WHAT NEEDS TO BE DONE: Keyword search on "balcony": report each line of the records that contains it.
### INFORMATION SUPPLIED ###
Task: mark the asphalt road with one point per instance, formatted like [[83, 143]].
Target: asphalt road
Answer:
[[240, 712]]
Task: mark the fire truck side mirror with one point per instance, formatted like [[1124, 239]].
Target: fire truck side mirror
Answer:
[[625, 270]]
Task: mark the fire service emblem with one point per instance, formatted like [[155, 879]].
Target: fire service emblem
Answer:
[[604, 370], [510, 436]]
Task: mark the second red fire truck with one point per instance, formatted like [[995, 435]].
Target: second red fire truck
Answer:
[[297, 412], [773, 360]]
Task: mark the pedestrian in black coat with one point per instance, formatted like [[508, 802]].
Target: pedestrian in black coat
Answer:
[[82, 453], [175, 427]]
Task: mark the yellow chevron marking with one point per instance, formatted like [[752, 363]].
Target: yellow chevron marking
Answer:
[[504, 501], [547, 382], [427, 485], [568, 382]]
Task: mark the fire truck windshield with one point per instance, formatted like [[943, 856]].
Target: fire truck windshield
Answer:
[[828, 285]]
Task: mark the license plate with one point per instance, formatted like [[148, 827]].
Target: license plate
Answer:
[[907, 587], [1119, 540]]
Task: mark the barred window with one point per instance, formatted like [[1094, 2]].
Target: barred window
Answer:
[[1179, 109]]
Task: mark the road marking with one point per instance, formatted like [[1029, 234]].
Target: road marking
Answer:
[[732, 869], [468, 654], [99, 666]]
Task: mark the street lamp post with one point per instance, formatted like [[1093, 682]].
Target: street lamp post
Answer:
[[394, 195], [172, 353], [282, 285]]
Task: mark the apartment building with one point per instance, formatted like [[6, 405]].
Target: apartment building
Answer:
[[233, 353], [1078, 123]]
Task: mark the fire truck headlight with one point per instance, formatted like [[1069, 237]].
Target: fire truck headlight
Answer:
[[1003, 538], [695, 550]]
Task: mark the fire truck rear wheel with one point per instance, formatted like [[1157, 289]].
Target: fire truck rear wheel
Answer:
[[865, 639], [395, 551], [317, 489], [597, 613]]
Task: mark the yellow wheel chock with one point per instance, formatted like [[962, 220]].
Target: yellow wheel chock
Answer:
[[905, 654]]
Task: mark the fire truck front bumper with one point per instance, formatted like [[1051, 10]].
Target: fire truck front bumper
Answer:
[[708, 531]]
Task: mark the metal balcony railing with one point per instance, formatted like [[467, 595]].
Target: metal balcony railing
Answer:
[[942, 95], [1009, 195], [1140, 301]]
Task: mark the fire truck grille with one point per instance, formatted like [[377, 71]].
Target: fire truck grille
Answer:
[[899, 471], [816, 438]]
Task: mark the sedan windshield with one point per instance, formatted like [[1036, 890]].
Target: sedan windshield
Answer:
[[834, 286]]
###
REPLY TO THE TASK:
Task: mark the metal balcony railing with one point per instance, formatted like [[467, 595]].
Target: metal balcony railing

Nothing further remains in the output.